[Saved entries]
_ _ _ _

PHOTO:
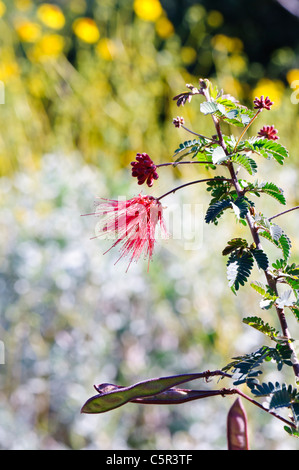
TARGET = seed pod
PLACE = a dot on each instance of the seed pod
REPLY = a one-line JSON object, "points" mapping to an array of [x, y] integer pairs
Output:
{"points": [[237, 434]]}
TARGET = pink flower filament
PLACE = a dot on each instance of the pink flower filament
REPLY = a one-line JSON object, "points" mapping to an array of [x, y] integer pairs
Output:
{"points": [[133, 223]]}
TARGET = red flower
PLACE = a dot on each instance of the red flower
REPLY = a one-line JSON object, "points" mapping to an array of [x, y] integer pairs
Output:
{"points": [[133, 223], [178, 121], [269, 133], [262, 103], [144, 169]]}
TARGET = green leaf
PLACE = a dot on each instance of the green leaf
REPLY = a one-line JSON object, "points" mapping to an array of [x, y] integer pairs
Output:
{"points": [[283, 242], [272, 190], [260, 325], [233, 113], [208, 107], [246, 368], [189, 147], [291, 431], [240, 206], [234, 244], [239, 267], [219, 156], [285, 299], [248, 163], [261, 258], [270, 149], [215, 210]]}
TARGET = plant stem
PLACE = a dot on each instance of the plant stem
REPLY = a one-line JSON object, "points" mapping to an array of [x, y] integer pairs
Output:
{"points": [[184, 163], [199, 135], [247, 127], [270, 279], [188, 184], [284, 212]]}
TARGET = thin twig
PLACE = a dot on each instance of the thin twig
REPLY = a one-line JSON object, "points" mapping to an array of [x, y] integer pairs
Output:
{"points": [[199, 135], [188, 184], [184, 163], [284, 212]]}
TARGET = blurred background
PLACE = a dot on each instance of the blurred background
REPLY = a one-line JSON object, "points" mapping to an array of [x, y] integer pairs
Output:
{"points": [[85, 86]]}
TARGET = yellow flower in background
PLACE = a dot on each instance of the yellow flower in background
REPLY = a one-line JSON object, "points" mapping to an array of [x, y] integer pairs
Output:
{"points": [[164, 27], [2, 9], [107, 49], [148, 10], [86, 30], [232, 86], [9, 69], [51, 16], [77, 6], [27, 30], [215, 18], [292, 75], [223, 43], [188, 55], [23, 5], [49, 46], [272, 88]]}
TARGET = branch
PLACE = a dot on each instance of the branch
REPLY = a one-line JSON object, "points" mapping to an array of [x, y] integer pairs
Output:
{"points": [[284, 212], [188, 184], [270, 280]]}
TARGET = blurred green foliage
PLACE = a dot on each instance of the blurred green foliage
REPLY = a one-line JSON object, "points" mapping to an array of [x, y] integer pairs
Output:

_ _ _ _

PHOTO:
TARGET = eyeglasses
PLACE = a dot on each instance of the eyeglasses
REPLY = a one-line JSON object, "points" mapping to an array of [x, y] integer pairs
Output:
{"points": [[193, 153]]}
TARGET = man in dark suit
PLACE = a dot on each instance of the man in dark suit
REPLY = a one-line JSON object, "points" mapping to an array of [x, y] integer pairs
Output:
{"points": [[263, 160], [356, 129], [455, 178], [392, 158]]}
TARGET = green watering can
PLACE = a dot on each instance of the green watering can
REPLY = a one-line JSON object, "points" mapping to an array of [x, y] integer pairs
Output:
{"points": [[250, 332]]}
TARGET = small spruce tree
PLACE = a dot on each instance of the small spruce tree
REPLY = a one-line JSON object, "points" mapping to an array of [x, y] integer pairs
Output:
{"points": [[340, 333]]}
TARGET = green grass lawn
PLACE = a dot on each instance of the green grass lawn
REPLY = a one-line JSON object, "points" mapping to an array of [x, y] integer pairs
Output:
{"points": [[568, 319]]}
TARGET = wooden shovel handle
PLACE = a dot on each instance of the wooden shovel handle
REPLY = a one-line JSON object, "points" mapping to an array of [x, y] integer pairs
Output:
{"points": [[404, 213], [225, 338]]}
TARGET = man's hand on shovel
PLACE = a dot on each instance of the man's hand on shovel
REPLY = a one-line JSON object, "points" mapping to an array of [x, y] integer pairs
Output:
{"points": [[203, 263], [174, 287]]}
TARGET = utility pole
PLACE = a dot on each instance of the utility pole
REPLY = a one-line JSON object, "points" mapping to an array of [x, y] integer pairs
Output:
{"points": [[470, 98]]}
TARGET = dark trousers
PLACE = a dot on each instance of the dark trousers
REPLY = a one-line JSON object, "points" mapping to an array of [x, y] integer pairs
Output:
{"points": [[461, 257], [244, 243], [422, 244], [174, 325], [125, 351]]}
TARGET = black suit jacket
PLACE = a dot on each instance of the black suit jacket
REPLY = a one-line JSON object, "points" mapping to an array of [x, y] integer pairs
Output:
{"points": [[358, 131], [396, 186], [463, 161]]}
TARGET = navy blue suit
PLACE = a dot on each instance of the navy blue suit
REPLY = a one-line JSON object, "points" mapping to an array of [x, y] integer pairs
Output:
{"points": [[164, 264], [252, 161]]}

_ _ _ _

▸ Exercise: Take the lines above from the one containing "PLACE = a dot on each instance of the green watering" to the one containing "PLACE = a dot on each instance of the wooden" and retype them exactly, both ends included, with nothing added.

▸ Response box:
PLACE = a dot on each instance of the green watering can
REPLY = a one-line JSON object, "points" mapping to an array of [x, y] integer pairs
Output:
{"points": [[250, 332]]}
TARGET = small spruce tree
PLACE = a dot on each instance of the small spruce tree
REPLY = a one-line JSON object, "points" mapping to an array of [x, y] integer pairs
Output:
{"points": [[340, 333]]}
TARGET = green grass lawn
PLACE = a dot on each instance of the green grass lawn
REPLY = a one-line JSON object, "points" mapping to an array of [x, y] integer pairs
Output:
{"points": [[568, 319]]}
TARGET = wooden shovel handle
PLACE = a dot on each instance of the wooden shovel handle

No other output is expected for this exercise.